**TASK DETAILS**.
Please repeat, from the entries that follow, the lines from the one containing "The goal in" through the one containing "1023L904 1217L984 1173L990" exactly, adding nothing.

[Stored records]
>>

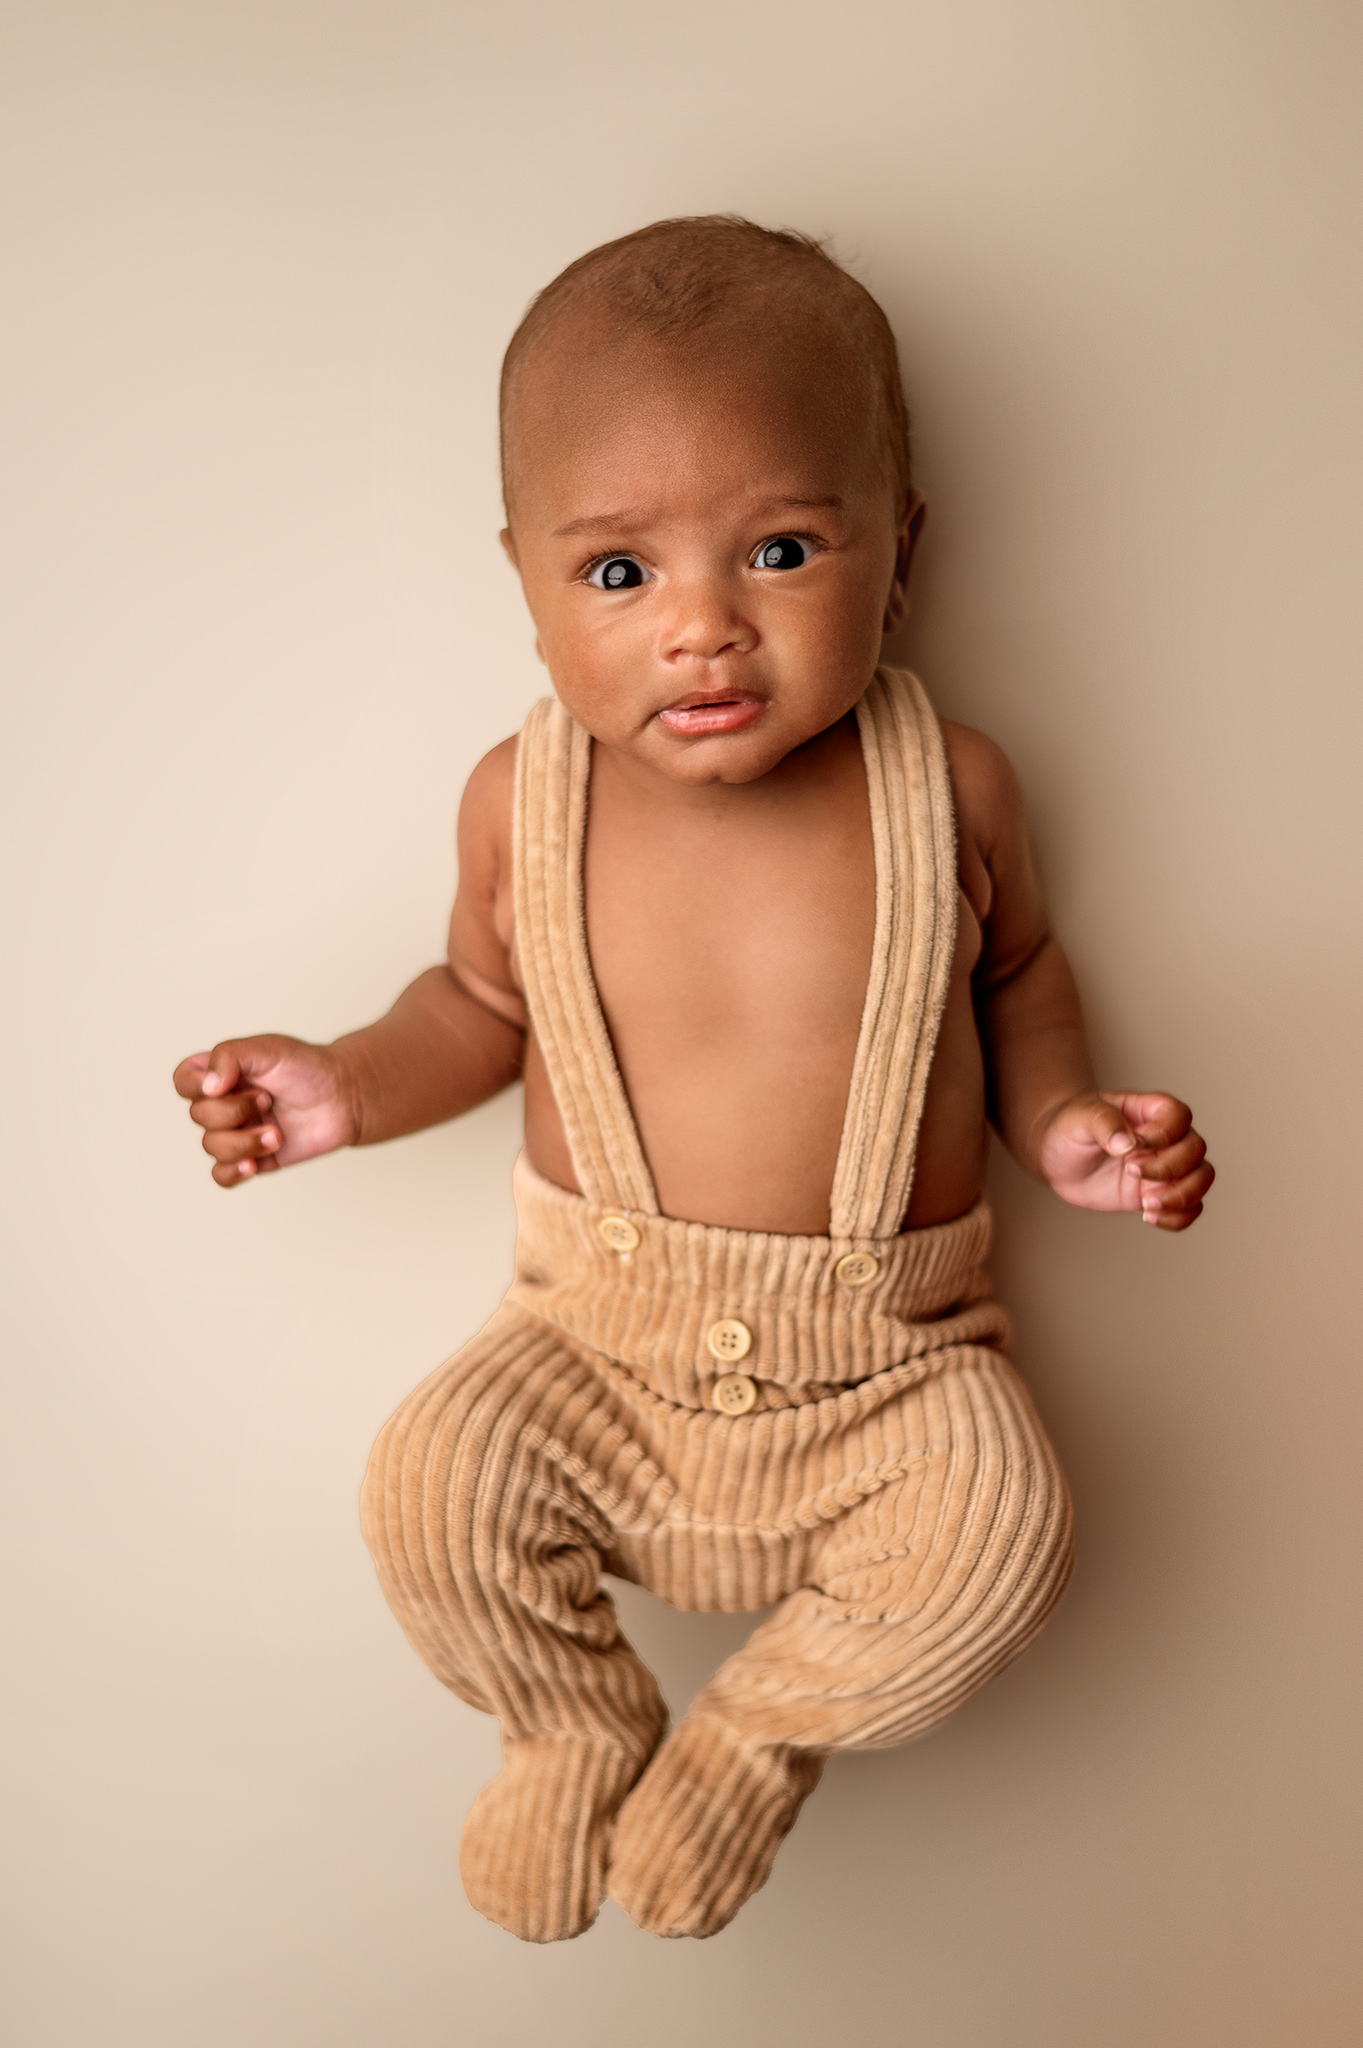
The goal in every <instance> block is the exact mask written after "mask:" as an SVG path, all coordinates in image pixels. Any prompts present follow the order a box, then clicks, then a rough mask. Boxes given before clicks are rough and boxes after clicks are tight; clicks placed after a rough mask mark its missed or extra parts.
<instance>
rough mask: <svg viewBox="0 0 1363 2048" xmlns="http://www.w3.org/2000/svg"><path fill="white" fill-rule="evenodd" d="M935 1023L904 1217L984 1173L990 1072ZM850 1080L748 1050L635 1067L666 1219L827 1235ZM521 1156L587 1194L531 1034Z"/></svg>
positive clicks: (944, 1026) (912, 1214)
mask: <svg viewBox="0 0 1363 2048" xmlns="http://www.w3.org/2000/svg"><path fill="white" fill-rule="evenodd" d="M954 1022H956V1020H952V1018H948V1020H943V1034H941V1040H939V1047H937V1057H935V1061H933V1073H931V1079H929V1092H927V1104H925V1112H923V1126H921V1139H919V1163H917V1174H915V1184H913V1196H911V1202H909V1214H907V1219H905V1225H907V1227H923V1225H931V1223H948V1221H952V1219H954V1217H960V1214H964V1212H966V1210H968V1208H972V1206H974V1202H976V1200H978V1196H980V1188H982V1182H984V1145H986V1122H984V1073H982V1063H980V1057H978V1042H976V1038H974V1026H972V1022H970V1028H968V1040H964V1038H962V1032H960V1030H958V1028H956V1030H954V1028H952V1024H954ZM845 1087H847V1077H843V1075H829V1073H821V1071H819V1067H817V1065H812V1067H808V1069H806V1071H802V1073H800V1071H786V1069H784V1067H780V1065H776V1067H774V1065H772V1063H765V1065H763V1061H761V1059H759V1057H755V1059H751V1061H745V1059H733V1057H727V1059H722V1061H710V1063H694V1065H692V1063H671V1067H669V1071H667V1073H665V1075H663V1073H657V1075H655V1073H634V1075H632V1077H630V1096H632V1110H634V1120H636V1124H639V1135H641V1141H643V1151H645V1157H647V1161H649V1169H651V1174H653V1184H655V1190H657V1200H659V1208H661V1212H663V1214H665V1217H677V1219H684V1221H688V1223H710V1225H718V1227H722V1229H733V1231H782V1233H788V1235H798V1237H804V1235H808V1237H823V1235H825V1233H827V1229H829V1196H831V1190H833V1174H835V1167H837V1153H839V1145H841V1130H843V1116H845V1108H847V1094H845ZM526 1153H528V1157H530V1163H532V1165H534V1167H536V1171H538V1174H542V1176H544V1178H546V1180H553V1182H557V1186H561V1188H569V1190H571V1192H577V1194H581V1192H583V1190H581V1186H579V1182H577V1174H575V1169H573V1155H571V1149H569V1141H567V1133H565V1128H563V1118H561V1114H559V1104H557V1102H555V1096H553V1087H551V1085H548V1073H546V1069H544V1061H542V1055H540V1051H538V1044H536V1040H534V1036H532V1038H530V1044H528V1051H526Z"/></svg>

<<
>>

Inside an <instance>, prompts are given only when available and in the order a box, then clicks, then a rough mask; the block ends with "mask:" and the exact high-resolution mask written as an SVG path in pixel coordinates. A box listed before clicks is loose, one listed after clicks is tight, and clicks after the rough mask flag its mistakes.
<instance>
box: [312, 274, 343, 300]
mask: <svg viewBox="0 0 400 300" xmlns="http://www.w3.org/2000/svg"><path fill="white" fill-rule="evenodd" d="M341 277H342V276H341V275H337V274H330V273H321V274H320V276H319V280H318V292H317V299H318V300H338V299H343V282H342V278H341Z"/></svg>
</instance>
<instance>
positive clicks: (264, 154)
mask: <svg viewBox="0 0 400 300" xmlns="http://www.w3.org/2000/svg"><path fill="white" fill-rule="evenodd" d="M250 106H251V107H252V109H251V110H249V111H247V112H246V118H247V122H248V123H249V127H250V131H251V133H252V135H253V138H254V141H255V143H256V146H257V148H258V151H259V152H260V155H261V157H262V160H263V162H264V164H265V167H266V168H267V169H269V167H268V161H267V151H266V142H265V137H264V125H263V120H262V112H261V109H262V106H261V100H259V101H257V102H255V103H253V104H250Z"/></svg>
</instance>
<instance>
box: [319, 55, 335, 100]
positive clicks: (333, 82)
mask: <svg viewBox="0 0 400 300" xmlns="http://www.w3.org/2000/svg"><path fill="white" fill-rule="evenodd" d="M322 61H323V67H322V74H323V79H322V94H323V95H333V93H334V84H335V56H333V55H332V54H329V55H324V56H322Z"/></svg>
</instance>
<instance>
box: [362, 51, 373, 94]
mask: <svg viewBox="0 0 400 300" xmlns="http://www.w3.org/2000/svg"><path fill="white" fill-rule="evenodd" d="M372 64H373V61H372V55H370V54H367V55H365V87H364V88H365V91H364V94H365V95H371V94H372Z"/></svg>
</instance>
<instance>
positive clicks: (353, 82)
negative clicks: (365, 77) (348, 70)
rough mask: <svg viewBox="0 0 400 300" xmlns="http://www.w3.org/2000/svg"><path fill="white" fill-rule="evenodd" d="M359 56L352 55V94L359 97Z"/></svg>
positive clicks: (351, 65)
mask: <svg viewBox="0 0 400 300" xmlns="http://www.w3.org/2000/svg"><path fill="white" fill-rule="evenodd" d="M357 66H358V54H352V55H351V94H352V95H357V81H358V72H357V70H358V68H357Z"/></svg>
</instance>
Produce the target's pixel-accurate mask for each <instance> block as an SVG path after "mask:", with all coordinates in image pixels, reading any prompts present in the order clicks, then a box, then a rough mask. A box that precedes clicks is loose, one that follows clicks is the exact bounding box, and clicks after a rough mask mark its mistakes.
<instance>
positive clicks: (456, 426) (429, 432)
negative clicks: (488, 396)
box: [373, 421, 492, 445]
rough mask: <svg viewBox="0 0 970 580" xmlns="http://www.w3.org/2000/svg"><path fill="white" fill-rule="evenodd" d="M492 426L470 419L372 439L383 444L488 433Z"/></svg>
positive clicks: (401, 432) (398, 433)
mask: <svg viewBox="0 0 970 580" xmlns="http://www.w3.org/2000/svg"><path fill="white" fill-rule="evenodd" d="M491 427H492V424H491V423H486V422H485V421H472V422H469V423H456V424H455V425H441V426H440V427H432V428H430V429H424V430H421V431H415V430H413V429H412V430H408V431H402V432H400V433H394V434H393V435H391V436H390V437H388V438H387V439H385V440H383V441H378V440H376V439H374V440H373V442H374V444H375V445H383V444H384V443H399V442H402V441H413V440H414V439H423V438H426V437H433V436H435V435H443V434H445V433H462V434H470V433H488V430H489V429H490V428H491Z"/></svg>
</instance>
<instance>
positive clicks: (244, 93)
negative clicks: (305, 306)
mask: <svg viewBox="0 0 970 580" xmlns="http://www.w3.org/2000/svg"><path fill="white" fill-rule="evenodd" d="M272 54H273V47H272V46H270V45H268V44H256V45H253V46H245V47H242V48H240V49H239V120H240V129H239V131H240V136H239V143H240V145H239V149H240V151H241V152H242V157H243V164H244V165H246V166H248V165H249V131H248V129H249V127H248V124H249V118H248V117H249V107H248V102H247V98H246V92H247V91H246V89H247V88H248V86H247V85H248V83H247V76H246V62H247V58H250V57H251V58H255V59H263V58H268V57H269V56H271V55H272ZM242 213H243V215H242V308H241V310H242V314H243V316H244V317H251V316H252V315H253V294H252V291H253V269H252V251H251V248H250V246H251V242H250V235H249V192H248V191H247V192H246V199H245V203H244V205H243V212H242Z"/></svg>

<<

**TASK OUTPUT**.
The goal in every <instance> block is the exact mask written after "mask:" as an SVG path, all coordinates in image pixels. Any prompts present follow the order a box, then clicks, then a rough mask. Boxes given before clicks are rough and boxes after clicks are tight; clicks placed after a rough mask mark its missed or extra parts.
<instance>
rough mask: <svg viewBox="0 0 1363 2048" xmlns="http://www.w3.org/2000/svg"><path fill="white" fill-rule="evenodd" d="M935 1023L904 1217L984 1173L990 1072ZM850 1080L748 1050L635 1067L666 1219L827 1235ZM521 1156L587 1194L531 1034Z"/></svg>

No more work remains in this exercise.